**Your task:**
In the material between the line holding "Target: pleated fabric" and the line holding "[(25, 198), (73, 196), (57, 117), (28, 114), (9, 189)]", inclusive, swap "Kindly" for "Please" and write out those lines again with everything else unchanged. Leave the pictures out of your answer.

**Records for the task:**
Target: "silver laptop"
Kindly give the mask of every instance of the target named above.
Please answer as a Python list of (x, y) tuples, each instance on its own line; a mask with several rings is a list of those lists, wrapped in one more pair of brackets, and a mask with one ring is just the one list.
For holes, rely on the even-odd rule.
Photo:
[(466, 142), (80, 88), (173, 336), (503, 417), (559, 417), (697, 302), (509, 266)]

==

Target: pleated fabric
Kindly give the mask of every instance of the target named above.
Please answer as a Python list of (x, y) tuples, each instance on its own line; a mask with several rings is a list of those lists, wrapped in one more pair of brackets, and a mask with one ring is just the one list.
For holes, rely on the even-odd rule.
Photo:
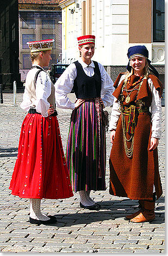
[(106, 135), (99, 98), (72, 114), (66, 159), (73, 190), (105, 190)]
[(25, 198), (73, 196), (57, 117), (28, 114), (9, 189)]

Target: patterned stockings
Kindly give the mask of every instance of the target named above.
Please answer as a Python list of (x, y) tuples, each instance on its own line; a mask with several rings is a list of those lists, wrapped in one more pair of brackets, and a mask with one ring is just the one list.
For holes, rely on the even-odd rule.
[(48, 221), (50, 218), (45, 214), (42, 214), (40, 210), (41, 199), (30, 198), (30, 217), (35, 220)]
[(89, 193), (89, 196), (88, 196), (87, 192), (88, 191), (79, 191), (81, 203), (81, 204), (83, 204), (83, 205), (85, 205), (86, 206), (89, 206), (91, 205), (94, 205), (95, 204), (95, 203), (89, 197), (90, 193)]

**Task solution:**
Target: pleated fabric
Please give the mask of every instance of the target named above.
Please answer as a Python list of (x, y) tuples, each instance on its own line; a mask with several rings is a list of those lists, wrapped in one more pair of brackets, and a mask with one ring is just the one list.
For holes, rely on the even-odd rule.
Photo:
[(106, 135), (99, 98), (72, 114), (66, 159), (73, 190), (105, 190)]
[(25, 198), (73, 196), (57, 117), (28, 114), (9, 189)]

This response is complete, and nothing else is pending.